__REQUIRED WORK__:
Every line of the records below that holds the word "with" should be copied out.

--- RECORDS PROVIDED Enclosed Below ---

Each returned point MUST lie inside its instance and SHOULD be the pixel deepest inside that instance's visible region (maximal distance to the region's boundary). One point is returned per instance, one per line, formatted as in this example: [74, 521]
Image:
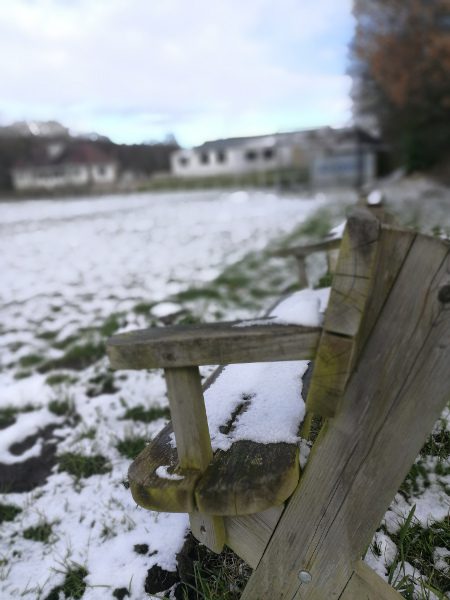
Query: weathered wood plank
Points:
[190, 425]
[248, 478]
[213, 343]
[394, 246]
[353, 278]
[365, 584]
[357, 250]
[173, 493]
[189, 421]
[249, 535]
[301, 271]
[273, 468]
[352, 284]
[391, 403]
[330, 373]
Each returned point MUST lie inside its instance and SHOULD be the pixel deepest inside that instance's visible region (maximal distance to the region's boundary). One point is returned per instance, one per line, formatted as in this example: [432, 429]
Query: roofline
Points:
[242, 139]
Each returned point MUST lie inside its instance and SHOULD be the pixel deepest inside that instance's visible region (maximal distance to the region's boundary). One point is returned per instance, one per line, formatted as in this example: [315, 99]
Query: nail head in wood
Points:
[444, 294]
[305, 577]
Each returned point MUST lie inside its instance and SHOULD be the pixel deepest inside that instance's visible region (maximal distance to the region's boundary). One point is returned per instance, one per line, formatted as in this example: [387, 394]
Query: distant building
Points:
[329, 156]
[59, 165]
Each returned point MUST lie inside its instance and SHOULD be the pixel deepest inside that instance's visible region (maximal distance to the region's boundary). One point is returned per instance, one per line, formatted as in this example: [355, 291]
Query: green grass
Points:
[143, 308]
[60, 407]
[217, 577]
[7, 416]
[22, 374]
[30, 360]
[111, 325]
[73, 586]
[130, 447]
[201, 293]
[66, 342]
[77, 357]
[438, 444]
[40, 533]
[81, 466]
[59, 379]
[147, 415]
[8, 512]
[101, 383]
[416, 545]
[47, 335]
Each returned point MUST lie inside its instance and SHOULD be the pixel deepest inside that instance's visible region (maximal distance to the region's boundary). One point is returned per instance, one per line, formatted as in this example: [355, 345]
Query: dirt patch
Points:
[29, 474]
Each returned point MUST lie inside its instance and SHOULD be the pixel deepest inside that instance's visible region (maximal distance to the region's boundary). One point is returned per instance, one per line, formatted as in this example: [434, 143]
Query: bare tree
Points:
[400, 63]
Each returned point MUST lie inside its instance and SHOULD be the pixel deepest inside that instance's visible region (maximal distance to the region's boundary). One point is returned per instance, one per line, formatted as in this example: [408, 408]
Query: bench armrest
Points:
[211, 344]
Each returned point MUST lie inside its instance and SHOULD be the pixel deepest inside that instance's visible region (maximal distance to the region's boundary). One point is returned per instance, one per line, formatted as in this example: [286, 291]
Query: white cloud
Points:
[218, 68]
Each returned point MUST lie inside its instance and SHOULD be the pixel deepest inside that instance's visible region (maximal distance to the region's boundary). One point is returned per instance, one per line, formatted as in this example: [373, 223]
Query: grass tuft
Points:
[416, 545]
[8, 512]
[130, 447]
[78, 357]
[40, 533]
[7, 416]
[59, 379]
[60, 407]
[30, 360]
[217, 577]
[73, 586]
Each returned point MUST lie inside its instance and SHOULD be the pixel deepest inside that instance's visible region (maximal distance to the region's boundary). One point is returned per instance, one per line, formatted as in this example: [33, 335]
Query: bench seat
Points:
[254, 412]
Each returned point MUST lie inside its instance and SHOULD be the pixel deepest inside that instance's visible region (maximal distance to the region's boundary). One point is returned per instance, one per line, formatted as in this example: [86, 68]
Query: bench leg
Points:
[190, 426]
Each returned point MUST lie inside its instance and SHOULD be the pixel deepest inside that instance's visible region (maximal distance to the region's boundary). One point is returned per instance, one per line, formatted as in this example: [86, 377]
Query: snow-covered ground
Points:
[66, 266]
[73, 272]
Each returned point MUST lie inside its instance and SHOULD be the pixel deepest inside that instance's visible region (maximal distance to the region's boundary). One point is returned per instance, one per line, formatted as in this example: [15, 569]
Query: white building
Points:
[328, 155]
[80, 165]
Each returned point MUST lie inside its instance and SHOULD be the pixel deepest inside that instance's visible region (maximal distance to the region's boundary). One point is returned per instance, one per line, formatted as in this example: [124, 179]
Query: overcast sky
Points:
[136, 70]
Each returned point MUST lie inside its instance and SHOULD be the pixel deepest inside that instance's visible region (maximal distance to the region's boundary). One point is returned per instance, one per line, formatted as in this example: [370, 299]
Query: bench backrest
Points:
[382, 374]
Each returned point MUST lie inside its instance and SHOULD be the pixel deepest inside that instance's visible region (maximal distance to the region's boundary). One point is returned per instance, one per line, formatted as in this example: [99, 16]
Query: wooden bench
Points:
[379, 382]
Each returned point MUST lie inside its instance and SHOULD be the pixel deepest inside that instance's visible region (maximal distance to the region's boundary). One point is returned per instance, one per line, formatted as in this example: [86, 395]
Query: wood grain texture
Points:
[330, 374]
[306, 249]
[249, 535]
[211, 344]
[158, 493]
[189, 421]
[352, 286]
[268, 486]
[301, 271]
[359, 461]
[248, 478]
[365, 584]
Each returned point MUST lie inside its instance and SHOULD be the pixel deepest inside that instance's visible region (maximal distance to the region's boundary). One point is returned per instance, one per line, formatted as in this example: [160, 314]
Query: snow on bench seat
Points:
[254, 415]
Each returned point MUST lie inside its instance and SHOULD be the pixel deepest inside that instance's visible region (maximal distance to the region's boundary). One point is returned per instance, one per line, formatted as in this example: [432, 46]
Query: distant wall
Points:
[62, 176]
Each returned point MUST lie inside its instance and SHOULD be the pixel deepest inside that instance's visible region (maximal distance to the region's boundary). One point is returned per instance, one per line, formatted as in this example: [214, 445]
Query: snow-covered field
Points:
[73, 272]
[66, 266]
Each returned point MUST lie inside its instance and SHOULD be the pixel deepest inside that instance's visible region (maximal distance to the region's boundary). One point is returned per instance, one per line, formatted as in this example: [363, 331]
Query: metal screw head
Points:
[444, 294]
[305, 577]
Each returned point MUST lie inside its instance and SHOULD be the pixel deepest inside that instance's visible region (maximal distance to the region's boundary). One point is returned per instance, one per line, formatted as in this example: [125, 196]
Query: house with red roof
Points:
[63, 166]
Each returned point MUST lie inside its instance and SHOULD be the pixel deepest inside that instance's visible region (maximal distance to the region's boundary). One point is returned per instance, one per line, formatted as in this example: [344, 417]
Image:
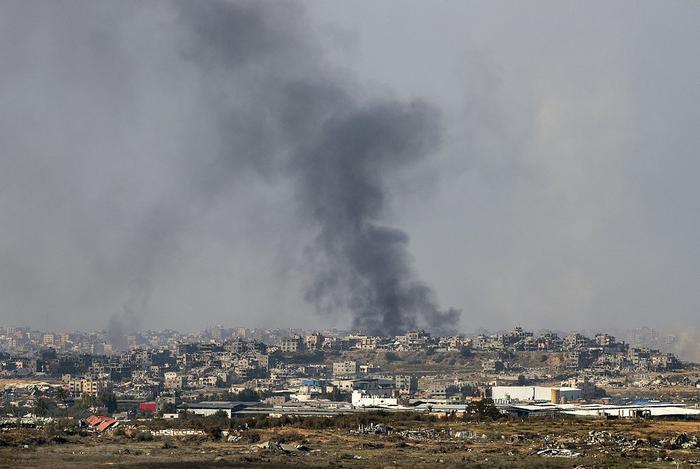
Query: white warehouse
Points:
[557, 395]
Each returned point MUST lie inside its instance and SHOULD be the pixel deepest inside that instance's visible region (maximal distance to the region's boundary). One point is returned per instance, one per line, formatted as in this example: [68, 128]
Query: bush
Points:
[144, 436]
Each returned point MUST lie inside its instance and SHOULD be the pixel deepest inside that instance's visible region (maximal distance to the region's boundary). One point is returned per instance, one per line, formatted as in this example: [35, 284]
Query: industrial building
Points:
[557, 395]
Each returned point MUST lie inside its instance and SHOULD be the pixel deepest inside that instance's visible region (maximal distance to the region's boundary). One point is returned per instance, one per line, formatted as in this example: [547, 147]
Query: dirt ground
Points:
[494, 444]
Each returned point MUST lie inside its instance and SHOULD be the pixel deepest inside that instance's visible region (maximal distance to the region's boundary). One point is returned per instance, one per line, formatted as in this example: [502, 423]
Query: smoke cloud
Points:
[159, 130]
[339, 148]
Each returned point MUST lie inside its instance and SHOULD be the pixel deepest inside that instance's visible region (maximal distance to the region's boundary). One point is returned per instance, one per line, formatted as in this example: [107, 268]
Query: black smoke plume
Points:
[340, 149]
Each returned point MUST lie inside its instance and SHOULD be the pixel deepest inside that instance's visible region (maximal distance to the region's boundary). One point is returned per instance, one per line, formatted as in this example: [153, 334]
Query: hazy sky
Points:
[562, 192]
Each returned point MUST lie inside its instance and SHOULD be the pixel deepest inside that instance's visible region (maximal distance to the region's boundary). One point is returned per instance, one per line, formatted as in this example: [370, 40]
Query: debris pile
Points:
[101, 423]
[558, 453]
[373, 429]
[277, 446]
[681, 441]
[604, 437]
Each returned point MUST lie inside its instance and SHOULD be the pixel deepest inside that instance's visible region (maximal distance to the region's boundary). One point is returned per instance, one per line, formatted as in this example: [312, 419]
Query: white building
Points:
[507, 394]
[362, 399]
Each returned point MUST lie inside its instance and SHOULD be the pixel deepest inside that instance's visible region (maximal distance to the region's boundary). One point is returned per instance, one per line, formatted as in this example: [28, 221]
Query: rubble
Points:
[373, 429]
[682, 440]
[558, 453]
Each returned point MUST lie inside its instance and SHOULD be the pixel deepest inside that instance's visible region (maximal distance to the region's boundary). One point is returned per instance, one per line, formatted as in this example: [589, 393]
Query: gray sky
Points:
[562, 193]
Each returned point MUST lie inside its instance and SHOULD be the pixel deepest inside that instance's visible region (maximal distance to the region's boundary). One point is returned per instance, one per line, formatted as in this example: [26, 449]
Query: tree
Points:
[483, 409]
[109, 400]
[42, 407]
[61, 394]
[169, 408]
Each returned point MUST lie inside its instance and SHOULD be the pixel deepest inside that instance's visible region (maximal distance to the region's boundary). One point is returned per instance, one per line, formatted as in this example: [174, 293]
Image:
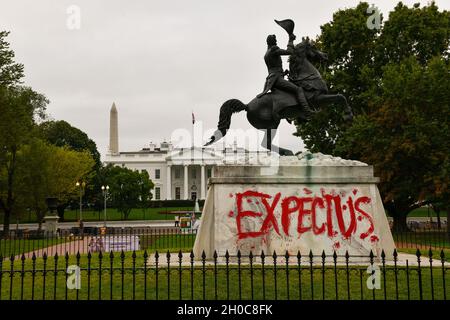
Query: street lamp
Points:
[81, 185]
[105, 190]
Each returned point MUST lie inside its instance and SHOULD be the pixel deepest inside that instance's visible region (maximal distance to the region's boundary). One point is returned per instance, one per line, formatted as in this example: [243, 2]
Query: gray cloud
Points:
[158, 60]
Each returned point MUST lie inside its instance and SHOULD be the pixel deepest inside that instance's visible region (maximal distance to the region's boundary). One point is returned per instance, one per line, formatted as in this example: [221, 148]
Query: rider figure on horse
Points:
[275, 79]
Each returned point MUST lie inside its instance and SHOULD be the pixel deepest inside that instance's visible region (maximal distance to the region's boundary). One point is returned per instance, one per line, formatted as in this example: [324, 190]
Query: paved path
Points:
[116, 224]
[403, 258]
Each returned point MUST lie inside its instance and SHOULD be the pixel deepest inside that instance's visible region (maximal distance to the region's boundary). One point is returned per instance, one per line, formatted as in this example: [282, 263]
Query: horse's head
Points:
[306, 50]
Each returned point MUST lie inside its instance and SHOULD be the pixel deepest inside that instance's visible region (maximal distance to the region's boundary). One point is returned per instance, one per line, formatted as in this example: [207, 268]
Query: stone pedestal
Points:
[51, 224]
[300, 203]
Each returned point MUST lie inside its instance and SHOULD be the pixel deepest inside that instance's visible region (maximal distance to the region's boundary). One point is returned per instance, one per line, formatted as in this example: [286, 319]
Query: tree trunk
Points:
[448, 222]
[400, 224]
[438, 216]
[6, 221]
[60, 211]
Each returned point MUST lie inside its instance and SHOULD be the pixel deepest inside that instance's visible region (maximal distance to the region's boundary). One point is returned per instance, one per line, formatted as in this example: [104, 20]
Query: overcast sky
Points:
[157, 60]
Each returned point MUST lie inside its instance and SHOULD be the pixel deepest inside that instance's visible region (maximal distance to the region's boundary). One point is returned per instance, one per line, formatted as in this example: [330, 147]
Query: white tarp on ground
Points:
[115, 243]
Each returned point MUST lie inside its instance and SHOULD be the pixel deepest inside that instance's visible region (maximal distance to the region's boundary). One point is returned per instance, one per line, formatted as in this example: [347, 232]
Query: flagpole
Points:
[192, 129]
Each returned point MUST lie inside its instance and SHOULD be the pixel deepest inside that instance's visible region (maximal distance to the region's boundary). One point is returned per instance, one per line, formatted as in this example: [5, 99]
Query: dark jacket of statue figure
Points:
[275, 64]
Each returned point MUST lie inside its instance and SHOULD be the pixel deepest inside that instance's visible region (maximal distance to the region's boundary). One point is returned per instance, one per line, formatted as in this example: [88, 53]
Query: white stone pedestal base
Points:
[299, 203]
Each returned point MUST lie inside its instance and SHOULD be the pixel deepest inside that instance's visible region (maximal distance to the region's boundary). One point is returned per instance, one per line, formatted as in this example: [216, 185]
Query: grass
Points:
[155, 214]
[228, 283]
[17, 246]
[436, 253]
[422, 239]
[167, 242]
[111, 215]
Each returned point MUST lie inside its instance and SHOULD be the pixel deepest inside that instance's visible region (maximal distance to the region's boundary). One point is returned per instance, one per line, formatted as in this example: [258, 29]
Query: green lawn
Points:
[18, 246]
[422, 239]
[164, 242]
[141, 282]
[152, 214]
[111, 215]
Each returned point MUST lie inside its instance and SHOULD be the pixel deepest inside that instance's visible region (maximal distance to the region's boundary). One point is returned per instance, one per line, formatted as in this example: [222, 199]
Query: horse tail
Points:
[226, 111]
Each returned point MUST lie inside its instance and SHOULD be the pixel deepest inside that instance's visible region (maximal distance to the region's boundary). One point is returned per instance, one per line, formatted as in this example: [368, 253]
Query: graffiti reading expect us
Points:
[334, 214]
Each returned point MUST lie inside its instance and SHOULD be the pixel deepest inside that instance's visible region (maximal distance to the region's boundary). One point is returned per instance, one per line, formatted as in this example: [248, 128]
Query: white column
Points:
[202, 182]
[169, 183]
[186, 193]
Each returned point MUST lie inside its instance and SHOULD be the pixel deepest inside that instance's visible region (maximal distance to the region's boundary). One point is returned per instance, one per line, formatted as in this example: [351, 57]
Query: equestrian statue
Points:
[299, 97]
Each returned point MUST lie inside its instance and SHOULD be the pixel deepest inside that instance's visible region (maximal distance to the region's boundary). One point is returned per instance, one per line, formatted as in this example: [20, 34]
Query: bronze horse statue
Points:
[265, 112]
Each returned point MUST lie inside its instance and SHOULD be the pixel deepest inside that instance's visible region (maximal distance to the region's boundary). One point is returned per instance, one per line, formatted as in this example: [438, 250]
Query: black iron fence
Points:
[75, 240]
[140, 275]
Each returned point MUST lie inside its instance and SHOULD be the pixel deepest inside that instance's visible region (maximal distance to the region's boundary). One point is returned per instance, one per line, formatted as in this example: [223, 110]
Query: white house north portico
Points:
[177, 173]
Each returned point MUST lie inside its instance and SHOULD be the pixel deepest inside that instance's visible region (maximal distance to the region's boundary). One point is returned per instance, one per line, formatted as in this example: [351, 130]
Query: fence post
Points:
[335, 274]
[55, 274]
[156, 274]
[263, 257]
[168, 274]
[395, 254]
[299, 269]
[419, 270]
[89, 256]
[111, 274]
[311, 271]
[180, 272]
[22, 275]
[11, 276]
[430, 256]
[286, 258]
[1, 275]
[371, 255]
[250, 258]
[133, 257]
[347, 271]
[122, 272]
[145, 273]
[215, 274]
[383, 262]
[192, 274]
[323, 274]
[239, 274]
[442, 265]
[100, 259]
[203, 274]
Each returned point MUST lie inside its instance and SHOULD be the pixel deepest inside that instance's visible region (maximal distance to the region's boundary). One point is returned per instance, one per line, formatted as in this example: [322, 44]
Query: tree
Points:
[19, 108]
[62, 134]
[146, 185]
[128, 189]
[11, 72]
[45, 170]
[407, 137]
[396, 80]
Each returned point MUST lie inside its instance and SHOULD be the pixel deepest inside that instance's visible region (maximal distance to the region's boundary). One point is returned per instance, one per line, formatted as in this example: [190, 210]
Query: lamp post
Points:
[105, 190]
[81, 185]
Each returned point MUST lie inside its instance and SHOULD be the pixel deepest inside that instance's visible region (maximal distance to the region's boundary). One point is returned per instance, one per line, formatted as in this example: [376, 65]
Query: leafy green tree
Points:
[407, 137]
[62, 134]
[128, 189]
[396, 81]
[45, 170]
[11, 72]
[19, 106]
[146, 185]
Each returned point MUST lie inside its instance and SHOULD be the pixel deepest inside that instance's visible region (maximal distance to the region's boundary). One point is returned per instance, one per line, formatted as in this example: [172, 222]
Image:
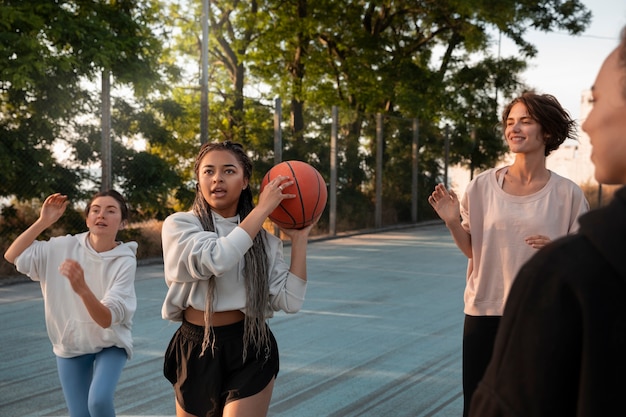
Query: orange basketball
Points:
[310, 190]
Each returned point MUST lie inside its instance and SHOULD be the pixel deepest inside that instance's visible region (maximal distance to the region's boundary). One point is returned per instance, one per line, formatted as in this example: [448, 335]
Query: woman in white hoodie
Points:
[88, 286]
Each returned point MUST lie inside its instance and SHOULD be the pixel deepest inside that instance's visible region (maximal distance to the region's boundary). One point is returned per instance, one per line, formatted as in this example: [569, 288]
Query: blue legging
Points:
[89, 381]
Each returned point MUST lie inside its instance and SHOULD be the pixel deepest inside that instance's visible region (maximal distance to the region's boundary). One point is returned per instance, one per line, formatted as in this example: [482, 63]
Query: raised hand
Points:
[445, 203]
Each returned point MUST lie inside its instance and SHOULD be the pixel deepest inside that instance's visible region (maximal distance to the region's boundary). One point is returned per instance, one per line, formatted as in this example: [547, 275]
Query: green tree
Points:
[56, 50]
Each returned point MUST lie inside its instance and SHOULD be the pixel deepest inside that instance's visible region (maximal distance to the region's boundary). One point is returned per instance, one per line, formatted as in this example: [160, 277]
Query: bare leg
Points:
[254, 406]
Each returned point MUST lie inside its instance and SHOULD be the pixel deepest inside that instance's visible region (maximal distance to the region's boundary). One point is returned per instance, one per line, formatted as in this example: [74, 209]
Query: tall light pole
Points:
[105, 157]
[204, 84]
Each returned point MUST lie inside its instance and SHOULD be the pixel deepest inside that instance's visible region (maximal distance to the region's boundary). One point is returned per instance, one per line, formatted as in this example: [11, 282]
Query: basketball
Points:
[310, 190]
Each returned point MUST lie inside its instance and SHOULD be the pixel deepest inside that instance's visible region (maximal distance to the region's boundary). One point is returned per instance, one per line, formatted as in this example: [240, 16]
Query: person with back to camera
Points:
[88, 286]
[560, 350]
[506, 215]
[226, 275]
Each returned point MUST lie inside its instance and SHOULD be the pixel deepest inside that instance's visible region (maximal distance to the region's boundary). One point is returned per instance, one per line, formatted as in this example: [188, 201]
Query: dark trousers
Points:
[479, 335]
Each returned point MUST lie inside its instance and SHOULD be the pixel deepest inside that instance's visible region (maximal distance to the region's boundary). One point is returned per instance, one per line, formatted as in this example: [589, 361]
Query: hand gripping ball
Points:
[310, 190]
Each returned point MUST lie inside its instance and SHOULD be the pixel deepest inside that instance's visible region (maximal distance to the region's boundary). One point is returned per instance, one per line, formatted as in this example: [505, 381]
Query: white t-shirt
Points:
[111, 277]
[498, 224]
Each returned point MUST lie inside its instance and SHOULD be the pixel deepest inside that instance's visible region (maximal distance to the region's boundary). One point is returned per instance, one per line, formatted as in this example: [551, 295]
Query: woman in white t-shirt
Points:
[506, 214]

--- End of Enclosed RECORDS PROVIDED ---

__OUTPUT OF THE EXERCISE__:
Query: house with red roof
Query: person with back to camera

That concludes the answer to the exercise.